TASK GOAL: From the line that contains "the blurred background" to the final line below, both included, print each line exactly and skip the pictures.

Records contained in a dataset
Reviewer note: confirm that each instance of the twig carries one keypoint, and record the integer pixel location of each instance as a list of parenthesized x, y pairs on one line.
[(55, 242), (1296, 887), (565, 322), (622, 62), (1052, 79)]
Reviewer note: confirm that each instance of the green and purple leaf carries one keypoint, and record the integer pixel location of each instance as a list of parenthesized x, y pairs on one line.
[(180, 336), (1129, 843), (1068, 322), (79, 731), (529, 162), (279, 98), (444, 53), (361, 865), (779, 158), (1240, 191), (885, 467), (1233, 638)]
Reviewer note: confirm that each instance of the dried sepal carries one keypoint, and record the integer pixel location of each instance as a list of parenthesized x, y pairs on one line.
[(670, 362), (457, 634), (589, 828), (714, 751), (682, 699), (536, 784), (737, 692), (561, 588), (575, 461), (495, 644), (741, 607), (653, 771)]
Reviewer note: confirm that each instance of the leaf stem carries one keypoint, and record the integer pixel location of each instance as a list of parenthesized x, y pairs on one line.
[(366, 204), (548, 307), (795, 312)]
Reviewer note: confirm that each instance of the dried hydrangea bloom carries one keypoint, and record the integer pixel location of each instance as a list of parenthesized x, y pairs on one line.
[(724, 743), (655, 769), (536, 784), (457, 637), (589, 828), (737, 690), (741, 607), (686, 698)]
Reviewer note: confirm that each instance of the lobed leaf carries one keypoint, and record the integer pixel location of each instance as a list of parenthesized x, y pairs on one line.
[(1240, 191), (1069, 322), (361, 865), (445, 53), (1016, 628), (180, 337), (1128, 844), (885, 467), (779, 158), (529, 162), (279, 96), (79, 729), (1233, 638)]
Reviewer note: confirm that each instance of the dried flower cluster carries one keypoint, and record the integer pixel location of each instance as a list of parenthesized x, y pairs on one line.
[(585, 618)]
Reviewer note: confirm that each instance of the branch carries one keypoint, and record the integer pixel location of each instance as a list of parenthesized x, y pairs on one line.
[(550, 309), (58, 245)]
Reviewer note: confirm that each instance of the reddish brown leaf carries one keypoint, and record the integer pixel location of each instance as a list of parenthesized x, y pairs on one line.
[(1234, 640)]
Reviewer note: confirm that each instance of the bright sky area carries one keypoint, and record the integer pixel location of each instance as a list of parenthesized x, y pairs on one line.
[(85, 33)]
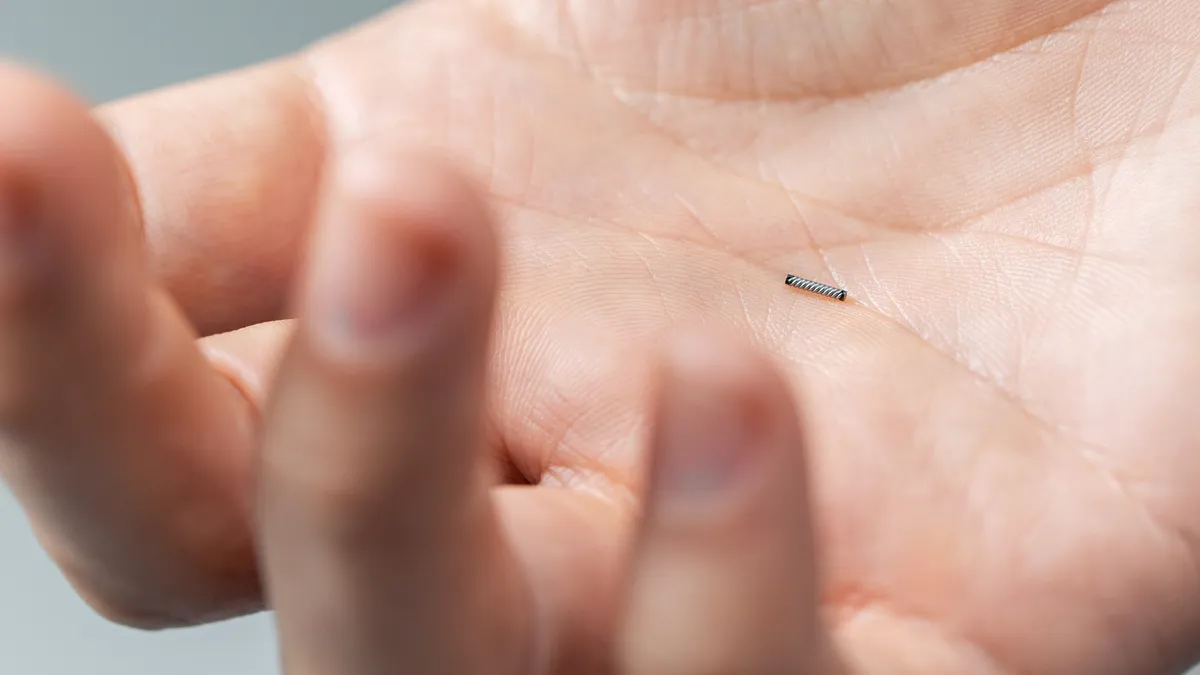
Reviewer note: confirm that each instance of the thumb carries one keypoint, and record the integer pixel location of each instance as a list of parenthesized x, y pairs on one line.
[(724, 578)]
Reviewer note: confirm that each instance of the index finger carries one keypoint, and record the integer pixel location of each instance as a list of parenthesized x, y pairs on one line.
[(227, 173)]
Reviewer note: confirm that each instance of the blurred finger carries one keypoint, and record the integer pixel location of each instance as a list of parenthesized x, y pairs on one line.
[(724, 578), (227, 172), (250, 357), (381, 547), (129, 452)]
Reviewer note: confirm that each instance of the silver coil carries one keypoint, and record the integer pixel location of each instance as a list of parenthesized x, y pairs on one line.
[(816, 287)]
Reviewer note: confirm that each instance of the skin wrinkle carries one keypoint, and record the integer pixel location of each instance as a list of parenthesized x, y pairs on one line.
[(923, 72)]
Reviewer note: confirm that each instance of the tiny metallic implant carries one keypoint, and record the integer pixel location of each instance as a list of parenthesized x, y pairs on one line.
[(815, 287)]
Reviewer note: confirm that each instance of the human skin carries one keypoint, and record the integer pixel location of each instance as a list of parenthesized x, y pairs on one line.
[(999, 422)]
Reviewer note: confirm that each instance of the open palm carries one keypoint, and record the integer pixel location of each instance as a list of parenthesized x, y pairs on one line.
[(1001, 413)]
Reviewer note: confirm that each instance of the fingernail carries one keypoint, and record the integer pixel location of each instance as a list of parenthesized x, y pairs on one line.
[(709, 428), (379, 282)]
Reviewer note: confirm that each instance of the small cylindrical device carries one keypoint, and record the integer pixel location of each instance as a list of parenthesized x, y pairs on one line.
[(816, 287)]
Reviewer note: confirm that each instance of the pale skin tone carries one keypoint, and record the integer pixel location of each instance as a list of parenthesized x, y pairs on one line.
[(997, 438)]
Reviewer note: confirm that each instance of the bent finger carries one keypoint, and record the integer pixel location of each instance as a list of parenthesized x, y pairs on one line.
[(379, 541), (127, 451), (724, 578)]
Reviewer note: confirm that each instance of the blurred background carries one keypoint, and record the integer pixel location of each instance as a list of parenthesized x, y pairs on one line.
[(107, 49)]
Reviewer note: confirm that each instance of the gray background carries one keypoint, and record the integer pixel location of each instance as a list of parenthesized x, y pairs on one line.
[(107, 49)]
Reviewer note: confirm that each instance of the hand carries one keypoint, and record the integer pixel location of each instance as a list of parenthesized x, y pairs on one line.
[(1002, 470), (382, 549)]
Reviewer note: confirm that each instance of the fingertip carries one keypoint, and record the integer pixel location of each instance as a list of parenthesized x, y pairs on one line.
[(420, 190), (405, 252), (725, 426), (58, 165)]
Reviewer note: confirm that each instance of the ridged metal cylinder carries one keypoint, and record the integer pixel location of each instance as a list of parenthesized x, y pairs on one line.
[(816, 287)]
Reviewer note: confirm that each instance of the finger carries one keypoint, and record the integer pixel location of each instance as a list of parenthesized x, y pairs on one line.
[(227, 169), (127, 451), (724, 578), (250, 357), (379, 542)]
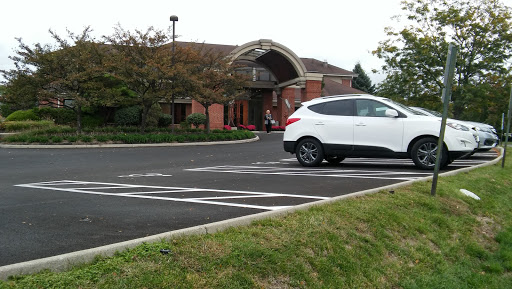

ANSWER TO THE PROBLEM:
Reviewer note: confirm that each instance of the blurred background carries one keypoint, and record the integer pixel location of each instance as a list of parenthesized x, y pairs on one line.
[(107, 49)]
Reviewer note: confirm that each instance of the gray background carries one keypoint, and record the integer pixel location of each instance as a list of parenthesized x, y pairs on one line.
[(107, 49)]
Reviewer note: confirm that each instance of the hand carries one keypoint, and record the integer pixel location of each instance as a list of parenthesized x, y pairs on one line.
[(1002, 470), (382, 549)]
Reviewer note: confirm that each instance of the fingertip carries one keypoint, and record the integer pixel location of each instance as a list of parenthesized x, y pairs on one line.
[(420, 190), (405, 252), (725, 426), (58, 165)]
Reviewer note: confirm that each instance of the ridged metal cylinder carries one keypoint, and record the integer pixel location of each instance as a list of parenthesized x, y pairs on one line.
[(816, 287)]
Reviewer note: confirm that each instance of the finger carries one keypoint, and record the integer pixel location of each instance as a list of parenthesized x, y pairs on one line.
[(227, 169), (127, 451), (724, 578), (250, 357), (379, 542)]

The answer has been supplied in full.